PROBLEM STATEMENT →
From the first line to the last, retype the data below exactly.

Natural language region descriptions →
Segment Open

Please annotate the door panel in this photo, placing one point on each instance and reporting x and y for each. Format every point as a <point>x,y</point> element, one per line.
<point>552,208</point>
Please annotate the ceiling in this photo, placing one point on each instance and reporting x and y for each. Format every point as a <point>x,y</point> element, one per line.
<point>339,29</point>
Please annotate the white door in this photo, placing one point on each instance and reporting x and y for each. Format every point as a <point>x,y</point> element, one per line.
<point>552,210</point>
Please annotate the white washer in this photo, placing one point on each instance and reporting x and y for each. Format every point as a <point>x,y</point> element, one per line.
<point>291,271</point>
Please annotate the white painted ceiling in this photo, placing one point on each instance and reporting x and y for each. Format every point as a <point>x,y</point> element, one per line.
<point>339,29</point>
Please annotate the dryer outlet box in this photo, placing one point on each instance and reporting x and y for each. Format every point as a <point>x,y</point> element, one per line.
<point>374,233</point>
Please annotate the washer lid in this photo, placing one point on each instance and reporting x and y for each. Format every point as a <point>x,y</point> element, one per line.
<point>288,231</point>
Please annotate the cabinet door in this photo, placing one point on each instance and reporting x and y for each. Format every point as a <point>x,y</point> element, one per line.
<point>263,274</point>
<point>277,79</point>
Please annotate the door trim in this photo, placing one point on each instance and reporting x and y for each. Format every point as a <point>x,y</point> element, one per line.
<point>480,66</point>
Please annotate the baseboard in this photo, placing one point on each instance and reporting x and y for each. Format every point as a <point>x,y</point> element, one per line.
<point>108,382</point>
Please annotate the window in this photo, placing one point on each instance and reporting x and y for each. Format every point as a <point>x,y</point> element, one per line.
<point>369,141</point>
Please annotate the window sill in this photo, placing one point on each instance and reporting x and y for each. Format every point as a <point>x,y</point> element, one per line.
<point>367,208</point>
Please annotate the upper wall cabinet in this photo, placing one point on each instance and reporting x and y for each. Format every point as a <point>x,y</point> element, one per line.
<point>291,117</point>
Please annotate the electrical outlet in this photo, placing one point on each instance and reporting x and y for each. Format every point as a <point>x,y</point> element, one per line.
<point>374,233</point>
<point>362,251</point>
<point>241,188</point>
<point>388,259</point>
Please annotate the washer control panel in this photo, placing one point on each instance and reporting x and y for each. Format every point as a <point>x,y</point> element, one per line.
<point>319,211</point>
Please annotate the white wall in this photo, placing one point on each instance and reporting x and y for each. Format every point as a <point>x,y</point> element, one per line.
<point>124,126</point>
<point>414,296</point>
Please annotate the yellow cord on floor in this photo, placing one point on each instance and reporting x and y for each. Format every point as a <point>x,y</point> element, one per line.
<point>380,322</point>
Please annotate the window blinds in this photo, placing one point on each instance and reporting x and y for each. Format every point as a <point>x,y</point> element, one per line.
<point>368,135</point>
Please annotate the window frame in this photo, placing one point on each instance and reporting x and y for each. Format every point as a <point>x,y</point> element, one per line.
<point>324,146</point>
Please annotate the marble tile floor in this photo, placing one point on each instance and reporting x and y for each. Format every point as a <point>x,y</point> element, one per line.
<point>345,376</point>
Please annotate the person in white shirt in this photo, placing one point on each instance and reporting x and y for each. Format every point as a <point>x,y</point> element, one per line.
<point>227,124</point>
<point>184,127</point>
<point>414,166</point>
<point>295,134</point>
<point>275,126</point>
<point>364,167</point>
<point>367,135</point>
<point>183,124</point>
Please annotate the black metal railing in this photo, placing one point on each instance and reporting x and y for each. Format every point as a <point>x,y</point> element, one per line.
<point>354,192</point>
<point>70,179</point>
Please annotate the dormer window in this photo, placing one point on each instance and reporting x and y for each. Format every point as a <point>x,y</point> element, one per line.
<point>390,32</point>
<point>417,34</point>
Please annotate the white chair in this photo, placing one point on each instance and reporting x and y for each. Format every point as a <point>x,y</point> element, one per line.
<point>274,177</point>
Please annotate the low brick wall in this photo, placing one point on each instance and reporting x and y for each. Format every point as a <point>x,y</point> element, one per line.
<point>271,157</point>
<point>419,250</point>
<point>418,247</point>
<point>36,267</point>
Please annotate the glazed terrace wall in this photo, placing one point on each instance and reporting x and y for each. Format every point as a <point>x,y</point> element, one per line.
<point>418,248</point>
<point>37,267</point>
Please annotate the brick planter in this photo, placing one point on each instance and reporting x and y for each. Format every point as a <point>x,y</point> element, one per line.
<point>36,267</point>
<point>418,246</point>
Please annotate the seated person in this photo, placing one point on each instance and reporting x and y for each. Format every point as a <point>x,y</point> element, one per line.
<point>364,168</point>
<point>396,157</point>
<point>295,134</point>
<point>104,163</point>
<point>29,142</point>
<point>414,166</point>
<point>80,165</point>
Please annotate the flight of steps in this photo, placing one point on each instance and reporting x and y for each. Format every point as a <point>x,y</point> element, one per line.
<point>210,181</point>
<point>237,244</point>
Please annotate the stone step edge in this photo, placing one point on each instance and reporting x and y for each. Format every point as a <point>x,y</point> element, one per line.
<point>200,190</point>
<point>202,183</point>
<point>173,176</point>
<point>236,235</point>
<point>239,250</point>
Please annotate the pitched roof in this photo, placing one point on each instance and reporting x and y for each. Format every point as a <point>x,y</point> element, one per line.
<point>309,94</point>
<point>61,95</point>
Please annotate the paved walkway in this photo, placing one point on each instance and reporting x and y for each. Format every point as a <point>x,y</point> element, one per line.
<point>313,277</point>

Segment Closed

EXPECTED ANSWER →
Please annotate the door panel in this photo, placing one point on each instance and reporting x and y for each. Format every point as a <point>x,y</point> element, one per line.
<point>552,208</point>
Please annotate the ceiling in this photo, placing one point on each instance and reporting x and y for each. Format every point as a <point>x,y</point> element, one per line.
<point>339,29</point>
Please annotate the white door in this photo, placing one point on each instance and reporting x and y for each. Format every point as a <point>x,y</point> element, one per line.
<point>552,210</point>
Please annotate the white washer in this photo, placing one point on each instance and reporting x and y for each. Format every point as a <point>x,y</point> element, one per line.
<point>291,271</point>
Please annotate the white painted ceiling in this photo, placing one point on each instance and reporting x and y for each. Format every point as a <point>x,y</point> element, one per line.
<point>339,29</point>
Please annotate the dryer outlet box in this photo, placing one point on each instance and reporting x and y for each. Format every point as a <point>x,y</point> element, one per line.
<point>374,233</point>
Please annotate the washer lid in this photo, placing one point on each instance and reporting x and y for each. Format every point as a <point>x,y</point> element, one per line.
<point>288,231</point>
Please annotate the cabinet door in this photo, placing one point on each instance and reporting x and y for each. Format every point as a <point>x,y</point> element, one per line.
<point>263,274</point>
<point>277,79</point>
Please annotate the door trim in this photo, placing one point on each instance and reporting x and y for each. Format every point as a <point>x,y</point> element, one per line.
<point>480,66</point>
Please annotate the baseboard in this photo, placing one point on each instance and reporting x and y for each. Format every point as a <point>x,y</point> element, one per line.
<point>108,382</point>
Please annotate the window in this photo, placing one point on each instance and reporting x and y for each. Format every point as a <point>x,y</point> element, one per line.
<point>369,141</point>
Please annotate the window sill in this photo, placing one point on each instance and reporting x and y for each. Format every point as a <point>x,y</point> element, one per line.
<point>367,208</point>
Please annotate the upper wall cabinet in this photo, placing one point on each instance and reporting x and y for each. Format every point as a <point>x,y</point> element, one per line.
<point>291,117</point>
Please annotate the electrical outlet in this photo, placing one point on each instance and reporting x and y for each. Format every point as a <point>x,y</point> element, one per line.
<point>374,233</point>
<point>362,251</point>
<point>241,188</point>
<point>388,259</point>
Please annotate the washer control panel in this photo, placing one point on each instance and reporting x and y for each. Format every point as a <point>x,y</point> element, one per line.
<point>319,211</point>
Please annotate the white wall in this photo, placing one point on each instance and reporting x and y for each. Format every point as a <point>x,y</point> element, one per line.
<point>124,126</point>
<point>414,296</point>
Please annotate the yellow cord on floor in this photo, placing one point on each instance and reporting x and y for each. Format every point as a <point>x,y</point> element, one per line.
<point>380,322</point>
Please annotate the window blinds in this photo, placing one point on each instance and reporting x and y for each. Format every point as a <point>x,y</point> element, one per line.
<point>368,135</point>
Please annotate the window frame in this photo, placing one point on each instance and reporting x and y for each. Format every point as a <point>x,y</point> element, one per line.
<point>324,146</point>
Please annotate the marble tile floor in this photo, placing one point on each instance and reporting x and y for each. Format every point as a <point>x,y</point> element, one per line.
<point>345,376</point>
Please annotate the person in white shirt in this photo, placing one point on each instance and reporting x and y for each. Format every point as a <point>x,y</point> element, one per line.
<point>227,124</point>
<point>184,127</point>
<point>414,166</point>
<point>295,134</point>
<point>275,126</point>
<point>364,167</point>
<point>367,135</point>
<point>183,124</point>
Please annotate the black metal railing in this photo, placing one point on each instance and reporting x and y for each. Format every point as a <point>x,y</point> element, one per line.
<point>354,192</point>
<point>70,179</point>
Please annotate the dormer window in this photo, placing one point on each instance and reporting x and y for each. Format every point as a <point>x,y</point> element, one per line.
<point>390,32</point>
<point>417,34</point>
Please annotate the white chair in this photo, placing one point on each instance and reporting x and y for each. Format every point as a <point>x,y</point> element, one per line.
<point>274,177</point>
Please annotate the low brick wall in this photo, placing one point on each instance and reporting x and y for each. Format every point as a <point>x,y</point> element, one per line.
<point>271,157</point>
<point>419,250</point>
<point>418,247</point>
<point>36,267</point>
Please annotate the glazed terrace wall in this photo, placing one point on each instance and reporting x and y for each. Format every point as a <point>x,y</point> element, one per line.
<point>418,248</point>
<point>37,267</point>
Please annotate the brick planter in this photo, placing one point on each instance and reporting x and y for each. Format every point as a <point>x,y</point> element, one per line.
<point>36,267</point>
<point>418,246</point>
Please annotate the seated person in this photo, placing one point on each instance and reporting x and y for each. Format every point as a <point>x,y</point> element, one per line.
<point>364,168</point>
<point>396,157</point>
<point>295,134</point>
<point>104,163</point>
<point>29,142</point>
<point>414,166</point>
<point>80,165</point>
Please annotate the flight of steps in this photo, placing one point on each instance and reporting x and y for each. Format every point as a <point>x,y</point> element, one per line.
<point>210,181</point>
<point>237,244</point>
Please annotate the stone step edge in this photo, placing one point on each instance and reporting x and y for each. Format every point as a <point>x,y</point> element, one per line.
<point>200,190</point>
<point>202,183</point>
<point>173,176</point>
<point>236,235</point>
<point>239,250</point>
Please annotate the pitched roof in this photo, placing one point on each instance and reporting x and y for each. Format every point as a <point>x,y</point> element, one per line.
<point>309,94</point>
<point>61,95</point>
Please annotate the paved walkway in this photo, placing one point on each instance and reporting x and y for each. Format every point as a <point>x,y</point> element, one per line.
<point>313,277</point>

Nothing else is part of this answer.